__Data for processing__:
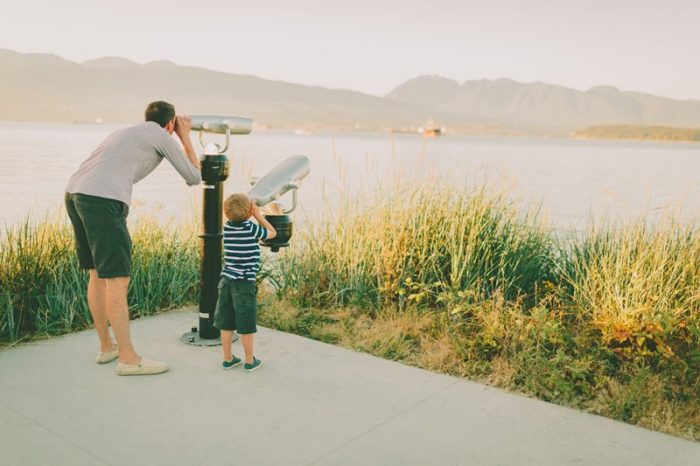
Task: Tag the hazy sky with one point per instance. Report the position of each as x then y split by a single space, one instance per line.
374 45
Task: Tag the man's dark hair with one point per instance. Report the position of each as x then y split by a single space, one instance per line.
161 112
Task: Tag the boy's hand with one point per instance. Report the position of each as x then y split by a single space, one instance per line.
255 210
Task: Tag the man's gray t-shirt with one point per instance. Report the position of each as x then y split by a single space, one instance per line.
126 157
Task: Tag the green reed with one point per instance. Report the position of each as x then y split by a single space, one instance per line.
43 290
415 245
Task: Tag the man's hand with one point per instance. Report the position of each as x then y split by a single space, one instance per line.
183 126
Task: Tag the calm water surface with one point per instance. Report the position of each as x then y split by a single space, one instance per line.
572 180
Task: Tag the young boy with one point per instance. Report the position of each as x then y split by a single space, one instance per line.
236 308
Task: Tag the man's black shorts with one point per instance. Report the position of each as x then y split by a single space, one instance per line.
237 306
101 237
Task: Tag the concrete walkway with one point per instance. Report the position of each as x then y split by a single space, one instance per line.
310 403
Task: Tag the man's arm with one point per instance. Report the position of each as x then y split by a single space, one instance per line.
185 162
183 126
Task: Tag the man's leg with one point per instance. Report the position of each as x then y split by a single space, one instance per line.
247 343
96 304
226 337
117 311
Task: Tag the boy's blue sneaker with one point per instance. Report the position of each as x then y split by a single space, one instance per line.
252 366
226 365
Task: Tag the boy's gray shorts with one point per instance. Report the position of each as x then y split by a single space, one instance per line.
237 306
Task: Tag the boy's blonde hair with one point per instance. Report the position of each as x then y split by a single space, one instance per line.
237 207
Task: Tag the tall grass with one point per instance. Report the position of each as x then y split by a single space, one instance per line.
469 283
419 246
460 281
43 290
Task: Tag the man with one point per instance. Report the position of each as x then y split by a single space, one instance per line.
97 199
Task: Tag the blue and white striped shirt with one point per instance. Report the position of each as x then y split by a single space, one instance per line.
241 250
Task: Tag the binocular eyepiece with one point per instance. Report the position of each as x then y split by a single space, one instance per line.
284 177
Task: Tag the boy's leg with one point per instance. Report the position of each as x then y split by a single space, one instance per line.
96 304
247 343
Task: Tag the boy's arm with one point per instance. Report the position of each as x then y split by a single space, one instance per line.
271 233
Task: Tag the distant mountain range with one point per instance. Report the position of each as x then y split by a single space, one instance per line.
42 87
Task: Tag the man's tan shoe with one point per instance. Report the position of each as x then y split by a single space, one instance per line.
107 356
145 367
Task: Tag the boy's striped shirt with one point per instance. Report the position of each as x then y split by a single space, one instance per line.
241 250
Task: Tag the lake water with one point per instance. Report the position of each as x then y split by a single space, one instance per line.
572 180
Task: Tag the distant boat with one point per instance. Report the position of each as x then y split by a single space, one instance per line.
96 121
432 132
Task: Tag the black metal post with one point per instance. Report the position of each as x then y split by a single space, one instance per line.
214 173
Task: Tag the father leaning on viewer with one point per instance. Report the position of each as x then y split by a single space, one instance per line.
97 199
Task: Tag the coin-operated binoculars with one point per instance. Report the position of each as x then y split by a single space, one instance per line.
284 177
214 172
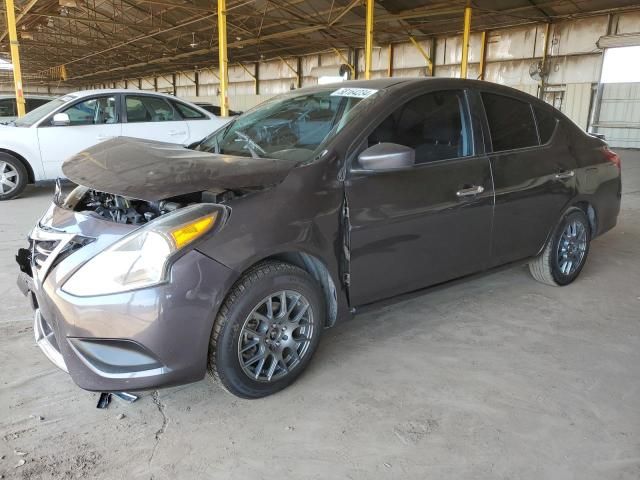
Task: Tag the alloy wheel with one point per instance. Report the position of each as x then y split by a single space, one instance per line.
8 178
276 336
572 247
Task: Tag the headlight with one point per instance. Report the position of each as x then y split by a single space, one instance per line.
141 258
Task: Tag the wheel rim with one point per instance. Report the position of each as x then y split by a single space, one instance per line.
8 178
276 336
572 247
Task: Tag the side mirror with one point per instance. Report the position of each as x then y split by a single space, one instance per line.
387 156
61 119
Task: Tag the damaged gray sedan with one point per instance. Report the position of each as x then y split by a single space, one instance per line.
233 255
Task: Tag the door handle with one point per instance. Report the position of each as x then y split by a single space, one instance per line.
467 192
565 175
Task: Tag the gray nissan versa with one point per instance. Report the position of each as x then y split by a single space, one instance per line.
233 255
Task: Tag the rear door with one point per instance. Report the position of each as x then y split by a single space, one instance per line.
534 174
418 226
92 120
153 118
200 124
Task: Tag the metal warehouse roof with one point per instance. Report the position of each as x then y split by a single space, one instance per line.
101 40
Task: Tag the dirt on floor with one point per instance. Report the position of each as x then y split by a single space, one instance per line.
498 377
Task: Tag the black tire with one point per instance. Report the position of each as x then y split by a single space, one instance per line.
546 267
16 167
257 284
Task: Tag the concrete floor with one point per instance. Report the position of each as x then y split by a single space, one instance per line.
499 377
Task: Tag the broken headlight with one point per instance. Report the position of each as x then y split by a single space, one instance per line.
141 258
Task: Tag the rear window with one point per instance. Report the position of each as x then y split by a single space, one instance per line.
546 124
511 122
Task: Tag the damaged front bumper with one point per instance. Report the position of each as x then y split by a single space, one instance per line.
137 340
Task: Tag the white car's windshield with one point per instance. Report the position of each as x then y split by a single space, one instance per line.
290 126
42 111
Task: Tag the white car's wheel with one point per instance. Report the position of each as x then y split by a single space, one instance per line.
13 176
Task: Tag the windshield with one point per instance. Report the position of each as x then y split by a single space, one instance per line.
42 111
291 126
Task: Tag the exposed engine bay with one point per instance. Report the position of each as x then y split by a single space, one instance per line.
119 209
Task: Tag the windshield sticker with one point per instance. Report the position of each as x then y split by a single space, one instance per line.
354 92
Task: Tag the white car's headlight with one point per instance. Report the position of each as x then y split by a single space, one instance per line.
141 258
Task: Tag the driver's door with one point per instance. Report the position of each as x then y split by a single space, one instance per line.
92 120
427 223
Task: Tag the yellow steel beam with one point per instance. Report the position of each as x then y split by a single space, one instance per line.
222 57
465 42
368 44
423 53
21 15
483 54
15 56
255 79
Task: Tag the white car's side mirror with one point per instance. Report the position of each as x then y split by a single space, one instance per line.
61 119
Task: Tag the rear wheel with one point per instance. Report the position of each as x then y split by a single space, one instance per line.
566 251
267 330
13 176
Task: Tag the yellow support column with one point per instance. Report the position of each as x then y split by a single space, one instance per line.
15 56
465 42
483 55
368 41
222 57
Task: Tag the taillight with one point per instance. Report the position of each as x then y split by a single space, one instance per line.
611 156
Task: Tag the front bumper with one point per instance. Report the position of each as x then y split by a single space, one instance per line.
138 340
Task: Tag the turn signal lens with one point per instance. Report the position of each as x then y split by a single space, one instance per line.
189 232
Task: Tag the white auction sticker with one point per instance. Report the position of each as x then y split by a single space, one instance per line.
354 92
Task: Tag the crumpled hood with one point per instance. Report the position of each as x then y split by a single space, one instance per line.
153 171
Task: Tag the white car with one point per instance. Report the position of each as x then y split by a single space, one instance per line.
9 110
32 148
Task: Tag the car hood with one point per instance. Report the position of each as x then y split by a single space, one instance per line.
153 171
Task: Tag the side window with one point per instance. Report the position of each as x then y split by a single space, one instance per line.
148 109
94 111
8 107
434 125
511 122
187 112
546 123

__Required work__: Each line above should be set down exactly as written, with pictures excluded.

__Task response__:
Task: Tag the hazy sky with one point per instance. Report the position of each as x then y split by a single space, one instance per line.
374 45
Task: Tag the man's dark hair with one point per instance. Report the position of each as x then y split by a single space, one instance per line.
161 112
Task: Tag the boy's hand with one point per instance. Report the position of each as x then y split by a single space, one instance per line.
255 210
Task: Tag the man's gray t-shirt with one point per instance. Report the position of each as x then y split by a single space, one instance per line.
126 157
Task: Tag the green reed with one point per instance. Report the position of each as x then y split by a single space, one instance per line.
43 290
415 245
Task: Tag the man's hand with one point per instance. Report the position of each as x then y split by a single space, one instance per line.
183 126
Task: Tag the calm water surface with one point per instance. Report the position of each as x then y split by a single space, one instance per line.
572 180
Task: Tag the young boy with one point per instance. Report the position of each as x then y split by a single space, one instance per line.
236 308
Task: Tag the man's black shorts with one point per instance. Report the position of each as x then y split by a single space, one instance per line.
237 306
101 237
Task: Tag the concrete walkway with one point per instance. Report the position of each as x then y split by a single space, one instance per line.
310 403
Task: Tag the man's arm with one point per instance. Report the position of each as x then y split by a single space, one instance per line.
185 162
183 126
Task: Tag the man's leg with one point per instance. Report the position of each as x then y split by a single space, one instance per line.
247 343
96 304
226 337
117 311
Task: Tag the boy's blue sneaker with one point per instance. Report the position of each as x then y split by a single space, one instance per line.
252 366
226 365
Task: Tag the boy's gray shorts with one point per instance. Report the position of each as x then y split by a single space, one instance per line.
237 306
Task: Tag the boy's blonde hair with one point per instance. Report the position of each as x then y split by a single space, one instance per line.
237 207
Task: Tag the tall grass with one point per instance. Report the position of each as x then y split by a single space, one instance per line.
469 283
419 246
460 281
43 290
Task: Tag the man with one point per instance. Report the position of each as x then y split by a single space, one instance per line.
97 199
Task: Tag the blue and white striped shirt with one point per instance. Report the position of each as x then y split by a single space, one instance per line.
241 250
Task: Tag the binocular eyepiece with one point per instance. Report the position of each as x then y split by a single space, one instance per line.
284 177
Task: Tag the boy's leg with one point per instance. Report the position of each as x then y split by a single space, one instance per line.
96 304
247 343
Task: Tag the boy's arm with one point per instance. Report the position of each as x then y split by a single space, one instance per line.
271 233
Task: Tag the distant mountain range with one point per instance. Report the position of each as x then y split by a single space, one instance per line.
42 87
Task: Tag the man's tan shoe with one point per instance. Report the position of each as x then y split by a single space, one instance per line.
107 356
145 367
Task: Tag the boy's striped shirt with one point per instance. Report the position of each as x then y split by a single space, one instance per line.
241 250
Task: Tag the lake water with one point per instance. Report the position of each as x then y split by a single space, one instance per line.
572 180
Task: Tag the distant boat with one point per instance. Report the position of each as x then y split by a single space, one instance per line.
96 121
432 132
Task: Tag the black metal post with one point per instance. Report the position of each as x then y split by a single space, one instance per line.
214 173
Task: Tag the father leaning on viewer with one point per instance. Report the position of each as x then y split by a single space, one instance per line.
97 199
Task: Tag the coin-operated binoculars with one point per instance. Report the position of each as x then y split by a single space, one instance per line.
284 177
214 172
Task: Tag the alloy wheel with one point per instance. Report the position of each as x then y split by a single space, one instance per line.
8 178
276 336
572 247
Task: Tag the headlight with one point per instance. Report the position of each as x then y split by a single space, one instance per line.
141 258
Task: Tag the wheel rim with one point per instance. Report the position of each as x then y split by a single space, one instance per line.
8 178
276 336
572 247
Task: Tag the side mirror with one point per instance. Report the position of each as x then y split by a single space, one instance per line.
387 156
61 119
Task: Tag the damaged gray sedan with one point per instance. Report the position of each as x then y split by a single space, one instance per line.
233 255
Task: Tag the door handle with one point per instance. Report the position of each as x then y split by a single space, one instance per line.
467 192
565 175
Task: Tag the gray nissan versa with one point per instance. Report the position of each as x then y split by a single space, one instance per line.
233 255
Task: Tag the rear door with one point per instance. Report the position of each as x then y split by a single space, one instance per line.
534 174
418 226
92 120
153 118
200 124
Task: Tag the metal warehouse roof with one point per instance. Report the position of each as x then y split by a single space, one instance per line.
101 40
Task: Tag the dirt on floor with one point per instance. Report the position of each as x then y split by a single space, one instance per line.
498 377
Task: Tag the black tire with one point per instance. Report the position of each as x then y split by a single space, one instance per line.
546 267
16 167
257 284
Task: Tag the concrete floor with one point per instance. Report the position of each as x then y split by a single space, one instance per line.
499 377
Task: Tag the broken headlight with one point per instance. Report the position of each as x then y split by a single space, one instance per line.
141 258
Task: Tag the rear window with one point per instance. Report the position of each as x then y split by a single space, one instance per line.
546 124
511 122
Task: Tag the damaged front bumper with one point per instance. Report the position of each as x then y split by a single space, one instance per line.
137 340
Task: Tag the white car's windshield with one point per instance. Report the position of each as x then y split by a single space, one instance per line.
290 126
42 111
Task: Tag the white car's wheel with one point per instance. Report the position of each as x then y split by a single space, one instance per line.
13 176
Task: Tag the windshield with one point per instance. Report the position of each as x then y split by a single space, one instance per line.
42 111
291 126
Task: Tag the exposed engine bay with one point per instance. Report the position of each as x then y split by a single space, one instance per line.
119 209
Task: Tag the windshield sticker with one point per instance. Report the position of each as x then y split by a single space, one instance per line.
354 92
Task: Tag the white car's headlight with one point per instance. Report the position of each as x then y split by a single space, one instance per line.
141 258
Task: Tag the driver's door with one point per instance. Report the position of each as x then y split by a single space, one instance per line.
92 120
427 223
Task: Tag the yellow steel beam with one point per instance. Report the position of each as x then y split by a single space, one instance per line.
222 57
465 42
368 44
423 53
21 15
483 54
15 56
255 79
Task: Tag the white car's side mirror with one point per instance. Report the position of each as x then y split by a single space, one instance per line.
61 119
Task: Tag the rear wheel with one point per instance. Report the position of each as x then y split by a single space, one instance per line.
566 251
267 330
13 176
Task: Tag the yellow support column with one point per instance. Report the position of each as x then y split by a single space, one instance per line.
15 56
465 42
483 55
368 41
222 57
Task: Tag the taillight with one point per instance. Report the position of each as x then y split by a single space, one instance per line.
611 156
Task: Tag the front bumper with one point per instance. Report the position of each as x then y split by a single space, one instance per line.
138 340
Task: Tag the turn signal lens with one point per instance. Report the position of each as x then y split by a single space, one instance per line.
189 232
Task: Tag the white auction sticker with one point per instance. Report the position of each as x then y split by a single space, one instance per line.
354 92
Task: Tag the crumpled hood with one point per instance. Report the position of each as x then y split by a single space, one instance per line.
153 171
Task: Tag the white car with one point per instance. Report the position of each as x then y split by a single space, one instance per line.
9 110
32 148
Task: Tag the car hood with one point per instance. Report the position of each as x then y split by a single space, one instance per line.
153 171
Task: Tag the side window with one point per instance. Report the position of each as x then y split by a single space, one instance per line.
148 109
94 111
8 107
434 125
511 122
187 112
546 123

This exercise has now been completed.